Reproduce the items word for word, starting at the line that contains "Target: white jersey in background" and ending at the last line of the items, with both ends included. Omit the pictures from your copy.

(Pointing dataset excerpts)
- - - - -
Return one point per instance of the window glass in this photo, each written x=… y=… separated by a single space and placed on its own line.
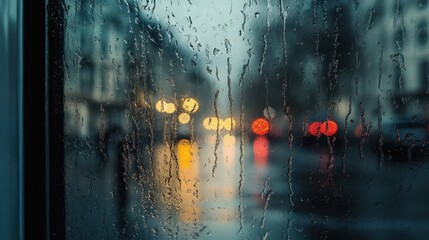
x=245 y=119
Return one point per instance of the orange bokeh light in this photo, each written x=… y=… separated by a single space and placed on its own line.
x=329 y=128
x=260 y=126
x=314 y=128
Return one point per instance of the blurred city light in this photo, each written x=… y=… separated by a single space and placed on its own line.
x=314 y=128
x=228 y=140
x=190 y=105
x=260 y=126
x=261 y=150
x=329 y=128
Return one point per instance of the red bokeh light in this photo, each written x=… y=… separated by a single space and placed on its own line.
x=329 y=128
x=314 y=128
x=260 y=126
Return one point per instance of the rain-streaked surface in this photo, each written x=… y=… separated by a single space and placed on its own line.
x=246 y=119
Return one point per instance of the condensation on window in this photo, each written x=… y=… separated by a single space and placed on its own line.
x=246 y=119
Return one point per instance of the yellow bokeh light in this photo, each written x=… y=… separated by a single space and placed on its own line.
x=213 y=123
x=229 y=124
x=184 y=153
x=190 y=105
x=184 y=118
x=160 y=105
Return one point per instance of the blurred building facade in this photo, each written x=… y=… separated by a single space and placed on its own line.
x=395 y=58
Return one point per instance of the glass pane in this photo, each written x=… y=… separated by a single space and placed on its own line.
x=10 y=120
x=245 y=119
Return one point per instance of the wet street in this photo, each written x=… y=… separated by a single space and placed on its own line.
x=216 y=188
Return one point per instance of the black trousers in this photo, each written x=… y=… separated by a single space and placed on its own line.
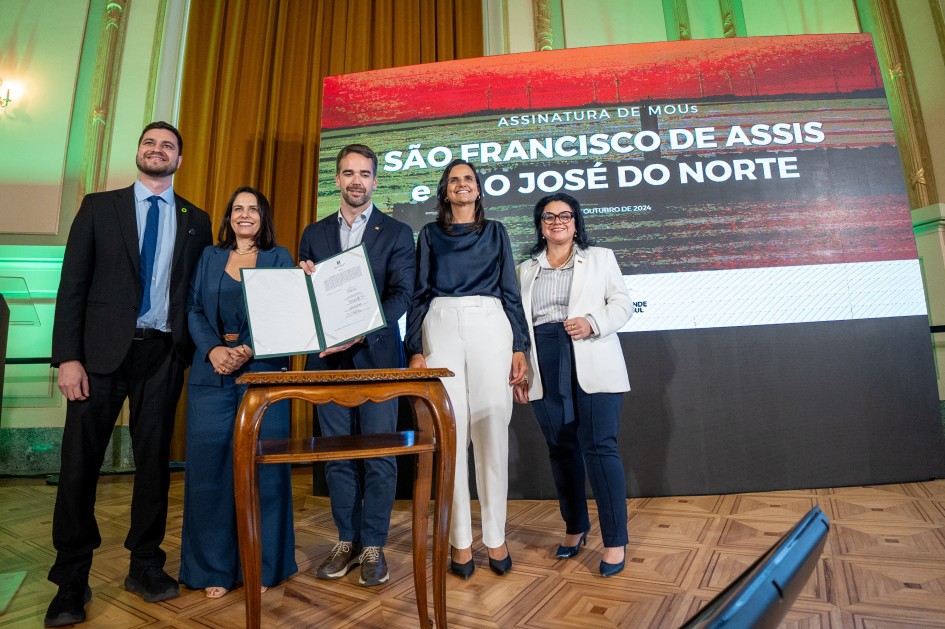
x=150 y=378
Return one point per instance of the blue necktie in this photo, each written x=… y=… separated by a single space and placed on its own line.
x=148 y=251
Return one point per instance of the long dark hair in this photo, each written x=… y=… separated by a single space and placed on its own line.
x=444 y=212
x=265 y=237
x=580 y=235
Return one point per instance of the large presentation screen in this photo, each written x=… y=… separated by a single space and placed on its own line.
x=740 y=182
x=752 y=192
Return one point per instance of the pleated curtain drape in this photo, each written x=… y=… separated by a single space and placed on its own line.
x=251 y=94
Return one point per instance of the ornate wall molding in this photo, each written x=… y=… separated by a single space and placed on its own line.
x=544 y=31
x=111 y=43
x=903 y=97
x=938 y=21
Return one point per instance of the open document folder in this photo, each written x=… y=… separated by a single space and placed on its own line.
x=293 y=313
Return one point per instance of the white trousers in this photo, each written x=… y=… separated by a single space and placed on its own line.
x=471 y=337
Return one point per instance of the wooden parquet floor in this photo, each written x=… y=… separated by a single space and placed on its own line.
x=883 y=566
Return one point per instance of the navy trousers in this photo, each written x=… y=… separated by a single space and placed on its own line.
x=582 y=447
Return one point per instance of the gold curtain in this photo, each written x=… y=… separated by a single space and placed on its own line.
x=252 y=87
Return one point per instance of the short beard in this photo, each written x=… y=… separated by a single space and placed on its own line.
x=350 y=200
x=166 y=171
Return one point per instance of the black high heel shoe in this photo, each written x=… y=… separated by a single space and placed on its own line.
x=501 y=566
x=610 y=569
x=462 y=570
x=566 y=552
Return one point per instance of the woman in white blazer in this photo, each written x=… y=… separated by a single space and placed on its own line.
x=575 y=300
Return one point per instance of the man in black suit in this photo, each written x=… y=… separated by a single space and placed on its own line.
x=362 y=518
x=120 y=332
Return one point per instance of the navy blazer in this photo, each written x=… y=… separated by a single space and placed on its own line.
x=97 y=302
x=204 y=304
x=390 y=248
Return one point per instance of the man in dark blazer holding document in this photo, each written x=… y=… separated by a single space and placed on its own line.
x=362 y=520
x=120 y=332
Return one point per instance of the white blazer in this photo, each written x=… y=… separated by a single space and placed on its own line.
x=598 y=289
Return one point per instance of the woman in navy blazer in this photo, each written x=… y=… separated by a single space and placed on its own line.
x=575 y=300
x=219 y=327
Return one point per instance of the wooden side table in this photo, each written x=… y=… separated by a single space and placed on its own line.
x=433 y=440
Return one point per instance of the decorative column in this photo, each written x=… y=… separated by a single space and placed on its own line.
x=111 y=43
x=903 y=98
x=544 y=32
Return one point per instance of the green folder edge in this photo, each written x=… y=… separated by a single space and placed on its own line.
x=314 y=304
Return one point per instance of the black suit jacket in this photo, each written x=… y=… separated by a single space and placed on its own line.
x=97 y=303
x=391 y=250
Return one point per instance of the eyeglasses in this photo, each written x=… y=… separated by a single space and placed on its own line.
x=548 y=218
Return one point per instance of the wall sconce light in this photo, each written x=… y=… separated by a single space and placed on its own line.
x=9 y=92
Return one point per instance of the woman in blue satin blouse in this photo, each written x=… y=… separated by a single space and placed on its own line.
x=219 y=327
x=466 y=315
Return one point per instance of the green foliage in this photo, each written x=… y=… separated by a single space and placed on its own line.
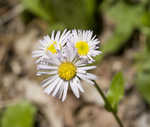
x=69 y=13
x=19 y=115
x=143 y=80
x=143 y=72
x=126 y=17
x=116 y=91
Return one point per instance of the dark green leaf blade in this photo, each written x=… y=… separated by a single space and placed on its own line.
x=19 y=115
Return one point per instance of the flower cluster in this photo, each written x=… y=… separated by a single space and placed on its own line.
x=65 y=57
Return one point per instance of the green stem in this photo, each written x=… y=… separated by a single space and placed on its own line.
x=108 y=104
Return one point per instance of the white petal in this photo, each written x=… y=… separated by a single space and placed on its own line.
x=46 y=67
x=87 y=68
x=78 y=84
x=49 y=80
x=83 y=77
x=65 y=90
x=74 y=89
x=57 y=87
x=46 y=73
x=51 y=87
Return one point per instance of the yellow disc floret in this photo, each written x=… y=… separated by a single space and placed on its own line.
x=67 y=70
x=52 y=48
x=82 y=48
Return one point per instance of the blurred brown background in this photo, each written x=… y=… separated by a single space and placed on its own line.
x=123 y=29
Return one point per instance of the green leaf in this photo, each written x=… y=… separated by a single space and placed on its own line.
x=116 y=91
x=19 y=115
x=142 y=78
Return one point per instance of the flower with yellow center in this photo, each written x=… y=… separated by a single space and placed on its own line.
x=85 y=44
x=67 y=70
x=64 y=70
x=51 y=44
x=82 y=48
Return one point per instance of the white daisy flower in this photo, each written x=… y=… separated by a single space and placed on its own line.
x=52 y=44
x=85 y=44
x=65 y=70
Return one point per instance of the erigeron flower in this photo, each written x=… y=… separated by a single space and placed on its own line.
x=52 y=44
x=85 y=44
x=65 y=70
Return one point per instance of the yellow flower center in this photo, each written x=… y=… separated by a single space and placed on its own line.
x=52 y=48
x=82 y=48
x=67 y=70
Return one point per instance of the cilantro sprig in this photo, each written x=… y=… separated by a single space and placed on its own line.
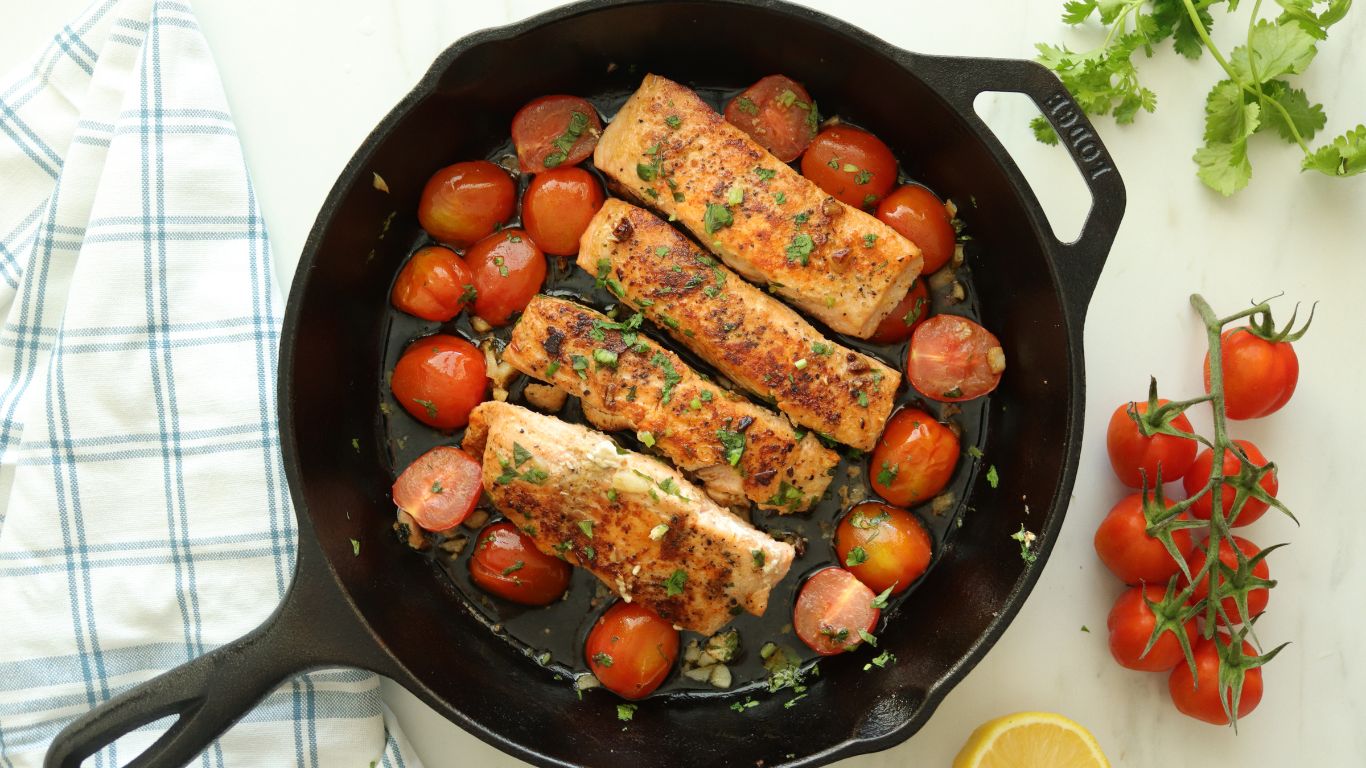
x=1254 y=97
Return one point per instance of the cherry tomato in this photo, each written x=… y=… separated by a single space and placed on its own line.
x=913 y=459
x=1131 y=625
x=507 y=563
x=466 y=201
x=555 y=131
x=558 y=207
x=851 y=164
x=1257 y=597
x=440 y=488
x=631 y=649
x=1198 y=476
x=439 y=380
x=1201 y=697
x=1260 y=376
x=907 y=316
x=1134 y=457
x=883 y=545
x=435 y=284
x=831 y=610
x=1126 y=548
x=918 y=215
x=954 y=360
x=776 y=112
x=508 y=269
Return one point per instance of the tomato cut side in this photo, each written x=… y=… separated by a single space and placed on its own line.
x=907 y=316
x=631 y=649
x=439 y=380
x=555 y=131
x=851 y=164
x=885 y=547
x=507 y=563
x=918 y=215
x=832 y=610
x=558 y=207
x=440 y=488
x=466 y=201
x=777 y=114
x=508 y=269
x=954 y=360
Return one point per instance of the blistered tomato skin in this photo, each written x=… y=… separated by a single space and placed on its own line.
x=466 y=201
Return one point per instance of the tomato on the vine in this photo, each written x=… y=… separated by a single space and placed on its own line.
x=885 y=547
x=913 y=459
x=631 y=649
x=918 y=215
x=439 y=380
x=1137 y=458
x=1126 y=548
x=1257 y=596
x=466 y=201
x=1131 y=626
x=1260 y=376
x=1198 y=477
x=507 y=563
x=1201 y=697
x=851 y=164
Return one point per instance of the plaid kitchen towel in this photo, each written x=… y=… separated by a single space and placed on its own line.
x=144 y=517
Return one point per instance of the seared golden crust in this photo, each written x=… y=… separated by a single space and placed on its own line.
x=751 y=338
x=639 y=386
x=671 y=151
x=635 y=524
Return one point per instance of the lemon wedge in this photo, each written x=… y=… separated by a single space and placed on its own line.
x=1030 y=739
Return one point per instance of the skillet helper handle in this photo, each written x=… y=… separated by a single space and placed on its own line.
x=960 y=79
x=313 y=627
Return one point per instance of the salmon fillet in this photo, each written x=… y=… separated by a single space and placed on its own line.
x=739 y=451
x=751 y=338
x=634 y=522
x=671 y=151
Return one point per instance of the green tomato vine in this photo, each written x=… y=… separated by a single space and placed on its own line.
x=1254 y=97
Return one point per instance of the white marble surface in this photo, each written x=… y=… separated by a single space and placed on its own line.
x=308 y=79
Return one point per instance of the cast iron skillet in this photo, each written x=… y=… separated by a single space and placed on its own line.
x=398 y=615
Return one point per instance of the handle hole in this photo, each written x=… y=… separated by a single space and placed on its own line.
x=1063 y=196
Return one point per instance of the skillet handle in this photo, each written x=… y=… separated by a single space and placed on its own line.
x=211 y=693
x=960 y=79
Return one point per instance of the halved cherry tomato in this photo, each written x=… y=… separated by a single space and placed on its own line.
x=883 y=545
x=507 y=563
x=954 y=360
x=1257 y=597
x=831 y=611
x=555 y=131
x=851 y=164
x=508 y=269
x=435 y=284
x=440 y=488
x=1198 y=476
x=907 y=316
x=1134 y=457
x=558 y=207
x=439 y=380
x=1131 y=625
x=466 y=201
x=1201 y=696
x=918 y=215
x=776 y=112
x=1126 y=548
x=631 y=649
x=913 y=459
x=1260 y=376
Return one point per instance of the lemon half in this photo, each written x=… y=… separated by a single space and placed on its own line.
x=1030 y=739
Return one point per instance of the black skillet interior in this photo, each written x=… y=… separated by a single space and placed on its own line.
x=399 y=614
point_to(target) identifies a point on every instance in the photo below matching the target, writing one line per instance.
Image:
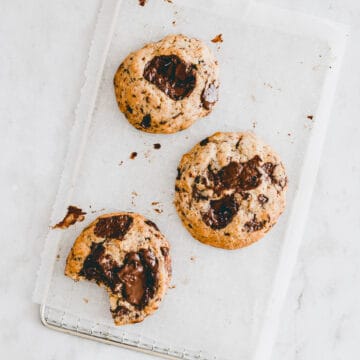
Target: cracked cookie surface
(167, 85)
(127, 255)
(230, 190)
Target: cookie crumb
(218, 38)
(73, 215)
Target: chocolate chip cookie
(127, 255)
(230, 189)
(165, 86)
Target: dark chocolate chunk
(178, 176)
(221, 212)
(209, 96)
(235, 175)
(254, 225)
(262, 199)
(171, 75)
(250, 177)
(99, 266)
(146, 121)
(152, 224)
(139, 277)
(129, 108)
(114, 227)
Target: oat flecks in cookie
(127, 255)
(167, 85)
(230, 189)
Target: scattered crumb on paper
(73, 215)
(218, 38)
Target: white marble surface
(43, 49)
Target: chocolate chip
(146, 121)
(237, 176)
(262, 199)
(254, 225)
(209, 96)
(204, 142)
(152, 224)
(114, 227)
(128, 108)
(221, 212)
(139, 277)
(164, 250)
(171, 75)
(250, 177)
(99, 266)
(178, 176)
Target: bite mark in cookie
(133, 266)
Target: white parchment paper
(278, 76)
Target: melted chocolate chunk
(146, 121)
(178, 176)
(114, 227)
(221, 212)
(254, 225)
(171, 75)
(235, 175)
(128, 108)
(262, 199)
(230, 174)
(164, 251)
(120, 311)
(209, 96)
(197, 195)
(139, 277)
(99, 266)
(269, 168)
(152, 224)
(250, 177)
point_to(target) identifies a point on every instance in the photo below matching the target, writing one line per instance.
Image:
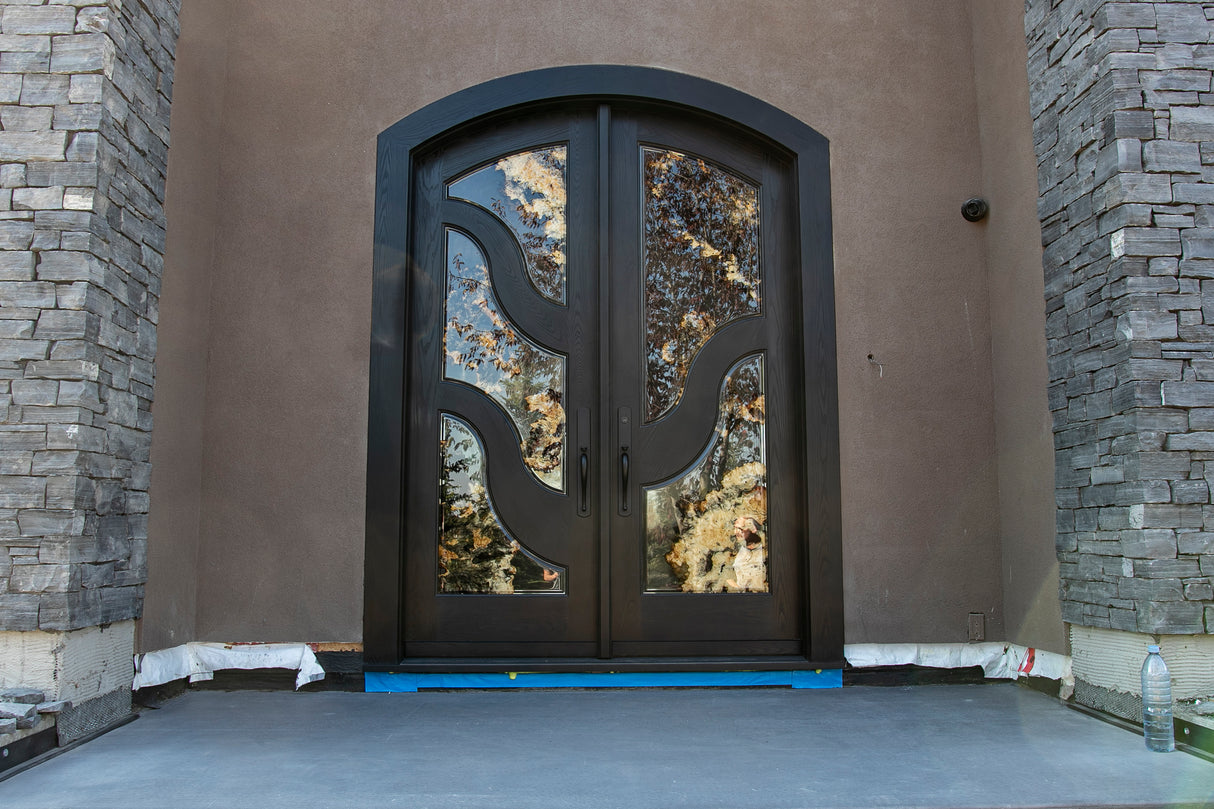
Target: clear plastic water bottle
(1157, 703)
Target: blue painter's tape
(823, 678)
(380, 682)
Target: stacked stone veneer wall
(1124, 134)
(84, 108)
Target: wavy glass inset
(484, 350)
(526, 191)
(707, 530)
(475, 552)
(701, 242)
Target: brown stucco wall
(192, 203)
(1024, 433)
(268, 411)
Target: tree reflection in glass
(705, 531)
(701, 264)
(526, 191)
(475, 553)
(484, 350)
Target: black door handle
(625, 442)
(583, 462)
(584, 474)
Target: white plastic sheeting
(200, 661)
(999, 661)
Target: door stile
(605, 348)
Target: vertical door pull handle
(584, 474)
(623, 480)
(625, 442)
(583, 462)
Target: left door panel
(500, 541)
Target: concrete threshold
(945, 746)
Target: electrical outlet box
(976, 626)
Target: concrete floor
(924, 746)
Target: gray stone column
(1124, 135)
(84, 108)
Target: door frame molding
(383, 595)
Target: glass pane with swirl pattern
(701, 241)
(475, 552)
(483, 349)
(527, 192)
(707, 530)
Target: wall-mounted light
(975, 209)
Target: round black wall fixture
(975, 209)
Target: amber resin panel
(526, 191)
(475, 552)
(486, 351)
(701, 241)
(707, 530)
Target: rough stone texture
(84, 108)
(1124, 136)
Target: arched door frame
(389, 345)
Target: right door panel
(704, 403)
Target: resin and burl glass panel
(484, 350)
(526, 191)
(475, 552)
(701, 245)
(707, 530)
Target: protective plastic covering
(999, 661)
(200, 661)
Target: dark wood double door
(603, 416)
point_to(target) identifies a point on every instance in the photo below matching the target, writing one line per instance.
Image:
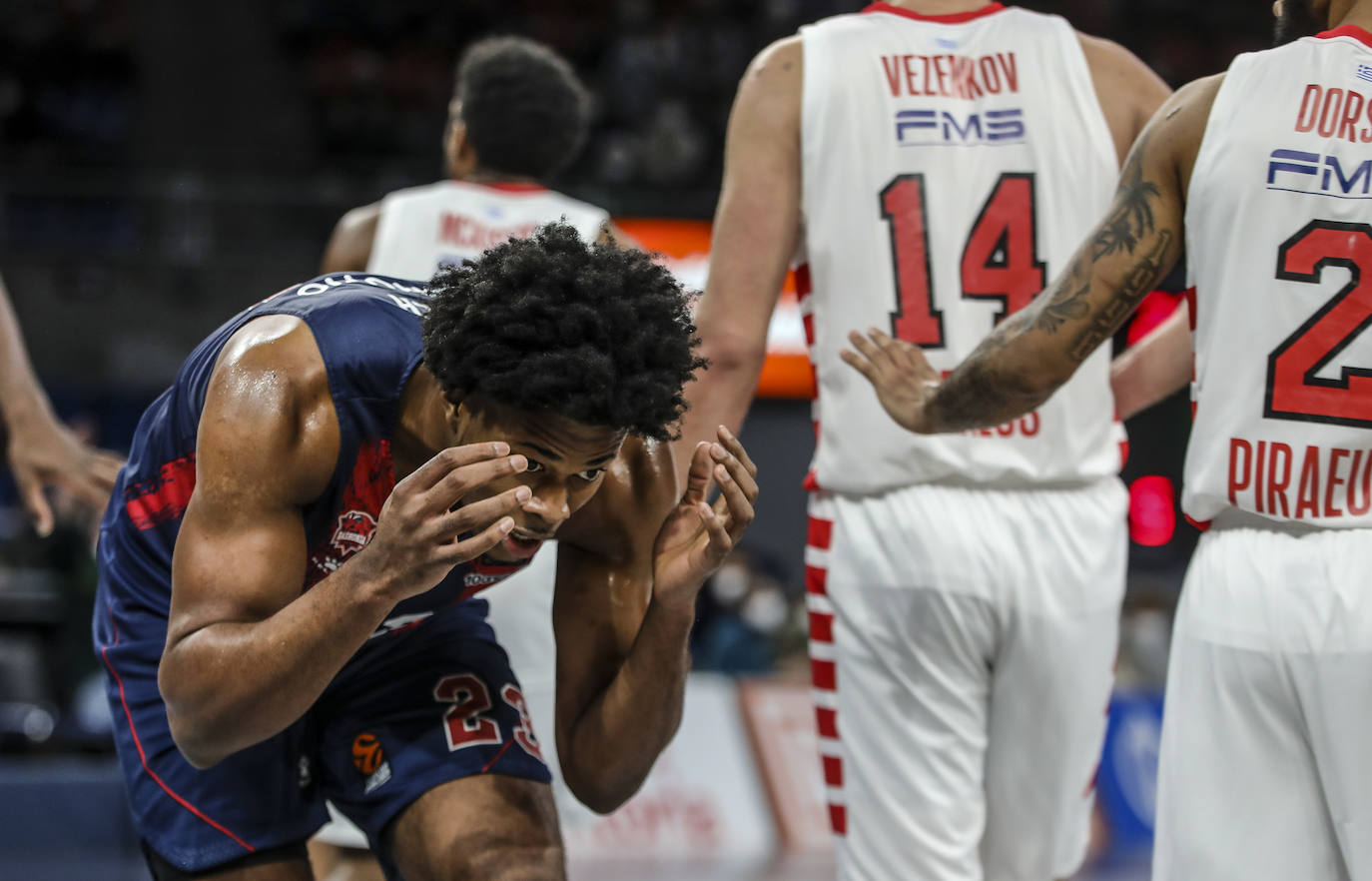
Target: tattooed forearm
(1062, 308)
(1137, 282)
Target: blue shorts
(411, 709)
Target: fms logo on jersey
(1319, 175)
(935, 128)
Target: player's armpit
(1128, 91)
(755, 234)
(350, 246)
(1034, 352)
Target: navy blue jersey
(367, 334)
(431, 697)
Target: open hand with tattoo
(899, 372)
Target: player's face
(1298, 18)
(567, 462)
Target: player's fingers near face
(737, 447)
(480, 514)
(458, 481)
(734, 505)
(734, 469)
(450, 458)
(721, 542)
(476, 545)
(697, 479)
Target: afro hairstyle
(524, 109)
(591, 333)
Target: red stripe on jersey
(821, 627)
(833, 771)
(819, 534)
(143, 758)
(839, 819)
(822, 674)
(828, 722)
(154, 502)
(1347, 30)
(953, 18)
(815, 579)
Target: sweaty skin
(758, 217)
(248, 653)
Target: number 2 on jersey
(999, 260)
(1294, 389)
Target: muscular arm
(1034, 352)
(40, 448)
(756, 227)
(623, 611)
(350, 246)
(248, 652)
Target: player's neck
(420, 423)
(940, 7)
(480, 176)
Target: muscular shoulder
(777, 70)
(638, 492)
(1128, 91)
(268, 412)
(350, 246)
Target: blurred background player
(517, 117)
(932, 162)
(1264, 762)
(41, 450)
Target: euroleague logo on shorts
(366, 753)
(352, 532)
(369, 759)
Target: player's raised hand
(46, 453)
(425, 529)
(696, 536)
(898, 371)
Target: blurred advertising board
(685, 249)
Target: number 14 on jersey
(999, 260)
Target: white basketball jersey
(951, 166)
(1279, 236)
(422, 228)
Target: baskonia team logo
(352, 532)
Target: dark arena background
(165, 164)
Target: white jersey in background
(950, 172)
(1279, 234)
(422, 228)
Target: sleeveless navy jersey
(367, 334)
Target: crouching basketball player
(365, 458)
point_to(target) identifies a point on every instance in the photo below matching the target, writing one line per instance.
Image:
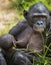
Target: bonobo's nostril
(38, 23)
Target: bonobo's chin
(39, 30)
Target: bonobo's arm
(18, 28)
(49, 39)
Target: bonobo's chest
(32, 39)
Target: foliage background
(11, 12)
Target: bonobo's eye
(39, 16)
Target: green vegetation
(18, 6)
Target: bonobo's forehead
(38, 8)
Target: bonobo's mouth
(38, 29)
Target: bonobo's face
(39, 22)
(37, 17)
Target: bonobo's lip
(39, 30)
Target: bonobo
(31, 32)
(12, 55)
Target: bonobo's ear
(25, 13)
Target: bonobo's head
(37, 17)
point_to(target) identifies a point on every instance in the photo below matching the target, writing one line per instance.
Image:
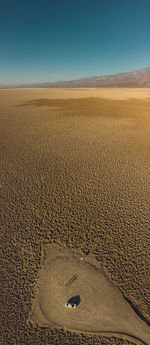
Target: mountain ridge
(136, 78)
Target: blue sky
(69, 39)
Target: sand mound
(67, 276)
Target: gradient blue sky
(69, 39)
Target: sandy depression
(75, 167)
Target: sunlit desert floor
(75, 167)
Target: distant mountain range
(137, 78)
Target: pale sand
(19, 95)
(75, 173)
(101, 309)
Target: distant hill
(137, 78)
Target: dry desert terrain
(75, 167)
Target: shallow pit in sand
(100, 306)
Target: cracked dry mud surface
(100, 306)
(74, 172)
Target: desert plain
- - - - -
Complete answer ▸
Target: white jersey in background
(950, 172)
(1279, 234)
(422, 228)
Target: sleeveless navy jersey
(367, 334)
Target: crouching basketball player
(365, 458)
point_to(target) identifies a point on every instance in the photo below matching the target, writing one line per instance.
Image:
Target: bonobo's nostril
(38, 23)
Target: bonobo's chin
(39, 30)
Target: bonobo's arm
(18, 28)
(49, 39)
Target: bonobo's chest
(32, 39)
Target: foliage background
(11, 12)
Target: bonobo's eye
(39, 16)
Target: green vegetation
(18, 6)
Target: bonobo's forehead
(38, 8)
Target: bonobo's mouth
(38, 29)
Target: bonobo's face
(39, 22)
(37, 17)
Target: bonobo's lip
(39, 30)
Target: bonobo
(31, 32)
(12, 55)
Target: bonobo's ear
(25, 13)
Target: bonobo's head
(37, 17)
point_to(target) identifies a point on every instance in the photo below matching the target, writing one line per instance.
Image:
Target: mountain ridge
(136, 78)
Target: blue sky
(69, 39)
Target: sand mound
(67, 276)
Target: gradient blue sky
(69, 39)
Target: sandy depression
(75, 167)
Target: sunlit desert floor
(75, 167)
Target: distant mountain range
(137, 78)
Target: pale sand
(19, 95)
(75, 173)
(101, 309)
Target: distant hill
(137, 78)
Target: dry desert terrain
(75, 167)
Target: shallow pit in sand
(100, 306)
Target: cracked dry mud surface
(100, 306)
(74, 172)
Target: desert plain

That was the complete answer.